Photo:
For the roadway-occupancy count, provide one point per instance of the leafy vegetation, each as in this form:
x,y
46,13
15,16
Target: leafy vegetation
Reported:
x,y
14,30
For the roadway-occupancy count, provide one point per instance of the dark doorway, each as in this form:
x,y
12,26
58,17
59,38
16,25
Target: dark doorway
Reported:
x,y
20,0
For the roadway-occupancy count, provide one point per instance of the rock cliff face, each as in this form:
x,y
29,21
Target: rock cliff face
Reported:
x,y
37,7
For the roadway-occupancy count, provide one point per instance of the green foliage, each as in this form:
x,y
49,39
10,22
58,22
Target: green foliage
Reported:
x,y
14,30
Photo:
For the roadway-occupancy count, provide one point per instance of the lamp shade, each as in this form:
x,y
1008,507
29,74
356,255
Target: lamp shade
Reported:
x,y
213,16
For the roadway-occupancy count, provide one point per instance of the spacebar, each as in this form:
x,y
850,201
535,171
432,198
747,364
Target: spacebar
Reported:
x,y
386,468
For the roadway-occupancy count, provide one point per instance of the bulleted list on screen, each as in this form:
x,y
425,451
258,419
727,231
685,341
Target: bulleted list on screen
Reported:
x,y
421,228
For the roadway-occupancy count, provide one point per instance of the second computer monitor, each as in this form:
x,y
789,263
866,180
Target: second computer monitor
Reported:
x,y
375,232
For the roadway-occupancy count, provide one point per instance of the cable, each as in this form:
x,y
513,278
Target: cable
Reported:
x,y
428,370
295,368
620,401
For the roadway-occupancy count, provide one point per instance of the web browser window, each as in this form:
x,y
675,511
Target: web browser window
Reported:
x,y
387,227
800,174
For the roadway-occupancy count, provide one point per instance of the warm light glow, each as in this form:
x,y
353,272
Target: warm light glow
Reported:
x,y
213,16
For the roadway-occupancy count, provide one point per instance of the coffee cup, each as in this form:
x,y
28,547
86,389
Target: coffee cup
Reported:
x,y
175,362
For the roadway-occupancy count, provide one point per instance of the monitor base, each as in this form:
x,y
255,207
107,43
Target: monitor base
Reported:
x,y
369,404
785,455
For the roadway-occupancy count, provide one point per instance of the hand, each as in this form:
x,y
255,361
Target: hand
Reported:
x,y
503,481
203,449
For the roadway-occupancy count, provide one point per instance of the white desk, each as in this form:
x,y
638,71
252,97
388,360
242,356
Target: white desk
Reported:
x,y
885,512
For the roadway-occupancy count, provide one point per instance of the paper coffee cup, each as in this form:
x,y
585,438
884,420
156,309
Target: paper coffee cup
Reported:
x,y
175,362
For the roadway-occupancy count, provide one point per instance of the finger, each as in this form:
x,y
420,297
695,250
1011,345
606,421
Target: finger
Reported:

# Problem
Rewrite everything from the line containing "of the paper" down to the end of the data, requests included, shifting every coordinate in the answers by -115.

# Result of this exercise
For the roadway-occupancy count, provide one point per instance of the paper coffee cup, each as in this form:
x,y
585,438
884,420
156,309
Target: paper coffee cup
Reported:
x,y
60,247
For the roadway-occupancy count, provide one point per instance of the finger, each as in this form:
x,y
420,297
695,250
1011,345
606,421
Target: finger
Reported:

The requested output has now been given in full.